**YOUR INSTRUCTIONS:**
Return exactly the span of lines in the following data that opens with the line containing "Return the outline of every instance of the **narrow" and closes with the line containing "Return the outline of every instance of the **white". Include nothing else.

**RECORDS PROVIDED:**
Start of Block

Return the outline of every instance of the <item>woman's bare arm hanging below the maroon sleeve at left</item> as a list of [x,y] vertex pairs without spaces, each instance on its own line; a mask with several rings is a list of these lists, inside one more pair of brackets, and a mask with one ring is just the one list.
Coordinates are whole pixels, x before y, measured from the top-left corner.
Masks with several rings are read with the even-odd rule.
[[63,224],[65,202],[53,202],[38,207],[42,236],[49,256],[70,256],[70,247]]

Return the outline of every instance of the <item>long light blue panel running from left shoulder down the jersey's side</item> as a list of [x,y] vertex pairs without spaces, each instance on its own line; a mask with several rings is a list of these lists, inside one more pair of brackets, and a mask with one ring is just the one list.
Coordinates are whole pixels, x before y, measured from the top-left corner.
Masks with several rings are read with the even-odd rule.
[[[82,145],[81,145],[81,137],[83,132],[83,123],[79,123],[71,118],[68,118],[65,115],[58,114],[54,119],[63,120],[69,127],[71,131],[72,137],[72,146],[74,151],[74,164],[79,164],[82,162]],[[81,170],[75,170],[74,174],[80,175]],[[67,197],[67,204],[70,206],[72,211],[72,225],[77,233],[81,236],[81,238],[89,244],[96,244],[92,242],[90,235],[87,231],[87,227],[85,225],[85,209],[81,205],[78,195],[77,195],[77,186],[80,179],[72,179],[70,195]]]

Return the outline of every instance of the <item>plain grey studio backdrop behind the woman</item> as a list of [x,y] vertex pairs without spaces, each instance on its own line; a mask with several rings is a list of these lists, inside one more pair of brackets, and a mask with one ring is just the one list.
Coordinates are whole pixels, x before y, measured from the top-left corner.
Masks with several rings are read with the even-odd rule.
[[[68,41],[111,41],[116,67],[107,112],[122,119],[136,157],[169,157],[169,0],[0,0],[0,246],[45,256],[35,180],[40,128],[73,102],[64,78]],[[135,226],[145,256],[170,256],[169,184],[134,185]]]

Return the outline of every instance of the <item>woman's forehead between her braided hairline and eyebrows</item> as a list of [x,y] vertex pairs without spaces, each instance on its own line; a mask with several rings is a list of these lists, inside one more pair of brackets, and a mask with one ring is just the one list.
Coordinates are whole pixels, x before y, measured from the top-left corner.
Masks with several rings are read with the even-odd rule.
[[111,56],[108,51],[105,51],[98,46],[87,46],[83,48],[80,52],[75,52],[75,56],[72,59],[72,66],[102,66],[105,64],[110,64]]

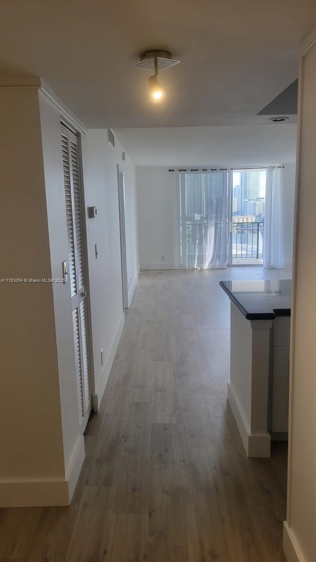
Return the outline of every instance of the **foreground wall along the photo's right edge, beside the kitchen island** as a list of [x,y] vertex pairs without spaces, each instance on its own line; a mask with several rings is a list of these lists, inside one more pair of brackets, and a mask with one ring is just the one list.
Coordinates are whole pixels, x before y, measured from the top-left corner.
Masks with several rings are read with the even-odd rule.
[[[316,30],[314,33],[316,38]],[[303,57],[297,184],[294,297],[291,314],[288,562],[316,560],[316,43]]]

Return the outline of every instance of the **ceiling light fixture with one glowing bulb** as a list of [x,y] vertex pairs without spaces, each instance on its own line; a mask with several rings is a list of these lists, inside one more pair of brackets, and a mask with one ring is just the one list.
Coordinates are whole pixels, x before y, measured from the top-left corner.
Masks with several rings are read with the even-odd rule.
[[154,75],[148,78],[151,101],[162,101],[165,98],[165,90],[159,84],[158,72],[178,65],[180,61],[171,58],[169,51],[145,51],[139,58],[140,62],[134,65],[134,67],[154,71]]

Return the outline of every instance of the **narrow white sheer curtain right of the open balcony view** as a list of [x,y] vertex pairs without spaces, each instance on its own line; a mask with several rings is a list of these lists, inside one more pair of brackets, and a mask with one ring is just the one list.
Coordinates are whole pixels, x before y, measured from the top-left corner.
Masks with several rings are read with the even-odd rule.
[[263,230],[263,266],[284,267],[283,241],[283,167],[268,166]]

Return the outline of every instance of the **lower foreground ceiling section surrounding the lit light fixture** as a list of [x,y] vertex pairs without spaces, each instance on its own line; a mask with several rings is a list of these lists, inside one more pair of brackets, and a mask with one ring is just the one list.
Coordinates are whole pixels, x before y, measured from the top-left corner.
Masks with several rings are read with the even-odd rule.
[[[315,0],[1,0],[0,76],[40,76],[88,128],[265,123],[314,24]],[[182,60],[155,106],[151,48]]]

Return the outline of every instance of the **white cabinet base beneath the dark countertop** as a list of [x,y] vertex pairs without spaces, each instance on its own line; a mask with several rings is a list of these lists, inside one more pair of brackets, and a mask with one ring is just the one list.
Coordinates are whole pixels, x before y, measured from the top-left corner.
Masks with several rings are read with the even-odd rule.
[[231,302],[228,402],[249,457],[287,438],[290,318],[247,320]]

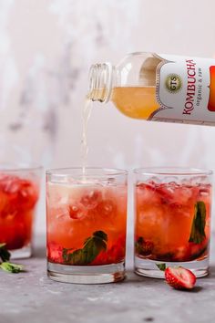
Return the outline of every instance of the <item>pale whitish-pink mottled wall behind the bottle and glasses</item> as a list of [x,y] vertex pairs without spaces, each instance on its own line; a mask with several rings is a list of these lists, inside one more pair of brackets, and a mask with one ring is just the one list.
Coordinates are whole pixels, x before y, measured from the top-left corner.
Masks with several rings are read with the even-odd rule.
[[[132,51],[215,57],[214,12],[213,0],[0,0],[0,161],[79,165],[89,66]],[[96,104],[88,164],[215,170],[214,141],[214,128],[130,120]]]

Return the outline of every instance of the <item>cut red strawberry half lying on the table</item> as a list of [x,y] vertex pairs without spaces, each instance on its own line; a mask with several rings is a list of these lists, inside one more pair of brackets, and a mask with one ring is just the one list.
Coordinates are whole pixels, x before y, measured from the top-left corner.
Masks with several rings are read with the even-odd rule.
[[175,289],[192,289],[196,283],[196,276],[184,267],[168,267],[165,272],[165,279],[169,286]]

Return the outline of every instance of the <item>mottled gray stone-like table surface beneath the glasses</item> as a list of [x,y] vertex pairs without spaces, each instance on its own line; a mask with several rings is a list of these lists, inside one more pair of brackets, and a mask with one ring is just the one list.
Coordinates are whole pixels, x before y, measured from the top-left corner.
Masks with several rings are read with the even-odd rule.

End of Block

**EXERCISE SOLUTION:**
Return the outline of every instance of the **narrow white sheer curtain right of the open balcony view** as a list of [x,y] vertex pairs without spaces, each instance on its own line; a mask with several rings is a list of these lists, inside one more pair of brackets, and a mask with one ring is just the one list.
Coordinates are whole pixels, x before y, measured from the top-left corner.
Masks with several rings are read with the even-odd rule.
[[263,230],[263,266],[284,267],[283,241],[283,167],[268,166]]

Return the outline of every instance of the **lower foreground ceiling section surrounding the lit light fixture** as a list of [x,y] vertex pairs without spaces, each instance on its own line; a mask with several rings is a list of these lists, inside one more pair of brackets, and a mask with one ring is just the one list.
Coordinates are whole pixels, x before y, measured from the top-left corner.
Masks with several rings are read with the even-odd rule.
[[[315,0],[1,0],[0,76],[40,76],[88,128],[265,123],[314,24]],[[182,60],[155,106],[151,48]]]

Return the outline of every instance of the **white cabinet base beneath the dark countertop** as a list of [x,y] vertex pairs without spaces, each instance on its own line; a mask with several rings is a list of these lists, inside one more pair of brackets, and a mask with one ring is just the one list.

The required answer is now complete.